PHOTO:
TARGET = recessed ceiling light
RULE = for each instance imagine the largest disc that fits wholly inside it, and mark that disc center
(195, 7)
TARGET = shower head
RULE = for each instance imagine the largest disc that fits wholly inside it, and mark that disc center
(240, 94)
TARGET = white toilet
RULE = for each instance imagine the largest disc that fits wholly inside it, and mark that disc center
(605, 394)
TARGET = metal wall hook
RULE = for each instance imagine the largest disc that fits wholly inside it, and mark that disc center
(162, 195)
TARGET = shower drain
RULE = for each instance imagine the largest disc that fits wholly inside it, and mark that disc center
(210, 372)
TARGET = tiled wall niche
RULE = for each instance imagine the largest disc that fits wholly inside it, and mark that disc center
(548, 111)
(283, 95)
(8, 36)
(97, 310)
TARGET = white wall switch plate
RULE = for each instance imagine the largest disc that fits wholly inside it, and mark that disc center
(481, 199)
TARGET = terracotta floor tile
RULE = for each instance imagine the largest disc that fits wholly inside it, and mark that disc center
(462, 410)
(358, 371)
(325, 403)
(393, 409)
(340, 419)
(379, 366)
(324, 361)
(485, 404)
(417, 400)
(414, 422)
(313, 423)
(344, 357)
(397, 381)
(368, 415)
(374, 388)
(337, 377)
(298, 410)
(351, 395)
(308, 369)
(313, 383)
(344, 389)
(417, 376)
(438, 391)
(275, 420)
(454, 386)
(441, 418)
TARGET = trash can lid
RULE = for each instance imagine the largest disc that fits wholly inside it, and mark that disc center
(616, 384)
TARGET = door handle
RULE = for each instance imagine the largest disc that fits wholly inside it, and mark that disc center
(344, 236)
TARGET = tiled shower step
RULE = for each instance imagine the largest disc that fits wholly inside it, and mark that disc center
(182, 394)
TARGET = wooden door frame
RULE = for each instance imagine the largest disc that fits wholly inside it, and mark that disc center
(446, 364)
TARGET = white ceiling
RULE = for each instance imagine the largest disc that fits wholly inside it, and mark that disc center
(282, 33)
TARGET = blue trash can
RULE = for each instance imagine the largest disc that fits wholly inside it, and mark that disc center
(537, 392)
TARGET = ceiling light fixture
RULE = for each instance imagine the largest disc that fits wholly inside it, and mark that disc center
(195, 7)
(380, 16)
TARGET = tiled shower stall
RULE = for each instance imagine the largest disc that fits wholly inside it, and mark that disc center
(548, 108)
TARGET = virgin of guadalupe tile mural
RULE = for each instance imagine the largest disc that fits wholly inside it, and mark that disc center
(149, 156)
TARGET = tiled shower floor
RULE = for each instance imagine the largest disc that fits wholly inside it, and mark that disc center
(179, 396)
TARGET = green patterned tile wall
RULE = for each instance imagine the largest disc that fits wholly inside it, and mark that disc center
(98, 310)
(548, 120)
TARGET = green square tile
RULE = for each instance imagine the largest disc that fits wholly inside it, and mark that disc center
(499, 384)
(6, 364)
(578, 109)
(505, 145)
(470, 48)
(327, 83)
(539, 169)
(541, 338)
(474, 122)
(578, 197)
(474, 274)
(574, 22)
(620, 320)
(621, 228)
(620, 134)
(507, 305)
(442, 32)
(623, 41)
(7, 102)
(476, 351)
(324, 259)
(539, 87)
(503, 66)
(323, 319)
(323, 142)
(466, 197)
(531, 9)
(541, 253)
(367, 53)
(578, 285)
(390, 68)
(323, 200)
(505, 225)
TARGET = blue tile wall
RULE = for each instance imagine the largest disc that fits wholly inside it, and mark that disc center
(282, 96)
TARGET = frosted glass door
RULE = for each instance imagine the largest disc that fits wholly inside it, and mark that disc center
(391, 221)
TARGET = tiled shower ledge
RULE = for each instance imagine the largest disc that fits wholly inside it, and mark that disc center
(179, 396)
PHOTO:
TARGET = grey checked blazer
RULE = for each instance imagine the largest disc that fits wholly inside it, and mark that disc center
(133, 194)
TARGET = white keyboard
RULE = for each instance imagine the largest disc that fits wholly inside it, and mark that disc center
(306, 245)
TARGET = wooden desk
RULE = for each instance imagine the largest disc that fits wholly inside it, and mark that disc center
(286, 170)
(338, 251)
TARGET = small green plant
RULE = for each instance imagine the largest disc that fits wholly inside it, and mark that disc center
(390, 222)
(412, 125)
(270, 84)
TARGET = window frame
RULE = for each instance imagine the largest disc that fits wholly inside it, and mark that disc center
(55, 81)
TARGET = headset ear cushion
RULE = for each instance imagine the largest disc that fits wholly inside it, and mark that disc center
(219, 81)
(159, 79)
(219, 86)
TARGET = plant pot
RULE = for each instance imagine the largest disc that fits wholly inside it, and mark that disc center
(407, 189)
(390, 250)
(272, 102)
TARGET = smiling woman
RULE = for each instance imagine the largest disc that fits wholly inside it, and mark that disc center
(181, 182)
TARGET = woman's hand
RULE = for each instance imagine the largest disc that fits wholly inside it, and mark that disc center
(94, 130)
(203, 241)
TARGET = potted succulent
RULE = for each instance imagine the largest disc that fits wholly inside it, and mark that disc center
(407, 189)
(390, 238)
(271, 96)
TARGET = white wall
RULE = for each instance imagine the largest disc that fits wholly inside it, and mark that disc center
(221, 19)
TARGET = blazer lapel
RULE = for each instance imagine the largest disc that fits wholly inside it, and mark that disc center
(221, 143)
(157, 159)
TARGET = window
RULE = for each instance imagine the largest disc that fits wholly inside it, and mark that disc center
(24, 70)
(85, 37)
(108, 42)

☆ ☆ ☆ ☆

◆ What you are asked to do: Filter the listing above for lines with the word "frame", and copy each one you find.

◆ Response to the exercise:
TARGET = wooden door frame
TARGET = window frame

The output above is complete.